Put all of the rows below into a two-column CSV with the header input,output, giving one CSV line per row. Place each row's text in input and its answer in output, each as a single quoted field with every line break replaced by a space.

---------------

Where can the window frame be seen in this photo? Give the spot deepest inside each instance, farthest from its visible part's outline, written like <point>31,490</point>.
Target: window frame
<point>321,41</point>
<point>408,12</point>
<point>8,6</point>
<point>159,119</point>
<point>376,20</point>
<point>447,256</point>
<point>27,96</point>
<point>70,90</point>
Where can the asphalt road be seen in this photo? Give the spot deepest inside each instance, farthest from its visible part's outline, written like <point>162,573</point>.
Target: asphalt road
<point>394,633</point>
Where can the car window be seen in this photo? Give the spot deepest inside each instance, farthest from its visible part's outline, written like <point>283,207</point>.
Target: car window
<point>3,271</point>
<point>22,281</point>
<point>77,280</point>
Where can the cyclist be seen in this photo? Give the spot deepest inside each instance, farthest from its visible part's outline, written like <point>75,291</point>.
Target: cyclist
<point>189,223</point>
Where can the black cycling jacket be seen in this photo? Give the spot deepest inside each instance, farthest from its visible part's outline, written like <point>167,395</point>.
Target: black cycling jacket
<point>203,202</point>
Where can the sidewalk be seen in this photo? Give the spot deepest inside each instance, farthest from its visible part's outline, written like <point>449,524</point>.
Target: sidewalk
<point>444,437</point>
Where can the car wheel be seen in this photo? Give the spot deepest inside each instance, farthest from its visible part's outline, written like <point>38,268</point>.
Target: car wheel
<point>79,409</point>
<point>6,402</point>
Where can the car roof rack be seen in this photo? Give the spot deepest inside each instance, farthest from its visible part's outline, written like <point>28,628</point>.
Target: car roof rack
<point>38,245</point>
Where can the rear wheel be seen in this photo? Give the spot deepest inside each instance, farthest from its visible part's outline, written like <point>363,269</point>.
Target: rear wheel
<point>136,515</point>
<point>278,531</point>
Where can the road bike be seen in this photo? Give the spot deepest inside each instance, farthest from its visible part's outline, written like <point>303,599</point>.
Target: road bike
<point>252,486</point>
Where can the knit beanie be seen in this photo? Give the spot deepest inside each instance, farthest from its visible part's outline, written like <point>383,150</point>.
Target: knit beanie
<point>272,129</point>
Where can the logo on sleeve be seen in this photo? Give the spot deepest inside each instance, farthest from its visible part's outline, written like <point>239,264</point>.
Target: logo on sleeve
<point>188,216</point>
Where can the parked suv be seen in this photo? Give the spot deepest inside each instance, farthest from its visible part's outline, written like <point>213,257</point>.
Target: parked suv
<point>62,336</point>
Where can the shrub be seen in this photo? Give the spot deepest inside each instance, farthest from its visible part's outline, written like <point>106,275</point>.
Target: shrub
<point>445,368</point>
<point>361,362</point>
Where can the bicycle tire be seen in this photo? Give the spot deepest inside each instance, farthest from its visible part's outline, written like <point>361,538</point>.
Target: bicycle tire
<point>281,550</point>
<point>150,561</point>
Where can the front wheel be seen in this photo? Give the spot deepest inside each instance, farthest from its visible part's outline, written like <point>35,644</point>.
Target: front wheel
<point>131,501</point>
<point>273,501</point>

---------------

_Response_.
input,output
"Where can the window frame be seen in this photo? Give the spot deepest inside each instance, farthest from its visible part's outline, written like <point>31,490</point>. Target: window frame","<point>321,41</point> <point>408,12</point> <point>8,6</point> <point>159,119</point> <point>376,20</point> <point>447,256</point> <point>27,96</point> <point>70,90</point>"
"Where can the asphalt road be seen in this photo? Give the spot deepest inside each instance, farthest from its visible part's outline, written like <point>162,573</point>. Target: asphalt road","<point>394,633</point>"
"Where can the car window be seen in this photo? Give the spot deepest inside each instance, farthest from its visible part's outline, written like <point>283,207</point>. Target: car window","<point>3,271</point> <point>22,281</point> <point>77,280</point>"
"Where can the cyclist be seen in this photo? Give the spot deepest inside each instance, farthest from its visible part's outline, written like <point>75,291</point>. Target: cyclist","<point>189,223</point>"
"Where can the black cycling jacket be seen in this photo? Give the spot deepest inside each instance, farthest from its visible part's outline, written like <point>167,395</point>. Target: black cycling jacket","<point>203,202</point>"
"Where can the sidewalk be seen in this photo? Give the spot deepest inside each instance, farthest from its visible part's outline, written like <point>449,524</point>. Target: sidewalk","<point>444,437</point>"
"Where can the car wheel be seen in this photo? Give the spot deepest inside each instance, farthest from its visible part's outline, written like <point>38,268</point>. Target: car wheel","<point>79,409</point> <point>6,402</point>"
"Where can the car roof rack be seen in this photo? Give the spot deepest inside each instance, farthest from its visible part's outline, written like <point>28,628</point>. Target: car roof rack","<point>38,245</point>"
"Where can the rear wheel be seen in this photo? Give the spot deepest inside each instance, farthest from its visible part's outline, written like <point>363,269</point>. Target: rear wheel","<point>136,515</point> <point>278,531</point>"
"Where can the road bike be seen in this photo? Give the spot deepest inside each instance, farthest from its visible part's outline, written like <point>303,599</point>. Target: road bike","<point>252,486</point>"
"Where can the knit beanie be seen in this photo? Give the spot deepest inside each instance, farthest from its visible part's outline, written like <point>383,150</point>. Target: knit beanie","<point>272,129</point>"
"Where can the logo on sleeve be seen in this photo? Give the spot deepest inside each instance, farthest from its visible part's outline, written like <point>239,264</point>. Target: logo on sleeve","<point>188,216</point>"
"Where can the parked suv be seen in this photo? Give the spot deepest inside each instance, farthest from its visible part's outline, written like <point>213,257</point>. Target: parked suv","<point>62,336</point>"
"Where can the shrub be seen in this photo? Give the spot deepest inside each instance, farthest from its visible part's outline, written like <point>106,275</point>. Target: shrub","<point>445,368</point> <point>361,362</point>"
"Where can the bicycle tire be seen in this photo? Give the spot deepest inside each instance, farthest from its visible part's outline, written like <point>361,538</point>. Target: bicycle tire","<point>281,550</point> <point>150,561</point>"
"Where can the front wheel be seen in this photo? Give the spot deepest inside each instance, farthest from its visible part's outline, written like <point>35,644</point>. Target: front wheel","<point>131,501</point> <point>273,501</point>"